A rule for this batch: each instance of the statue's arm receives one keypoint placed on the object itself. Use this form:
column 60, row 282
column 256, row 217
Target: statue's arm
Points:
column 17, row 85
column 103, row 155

## TASK TO COMPLETE
Each line of the material above must be retyped exactly as written.

## ANSWER BELOW
A rule for this batch: each instance of the statue's arm receives one keypoint placed on the object itself. Use this form:
column 60, row 282
column 256, row 217
Target: statue's arm
Points:
column 17, row 85
column 103, row 155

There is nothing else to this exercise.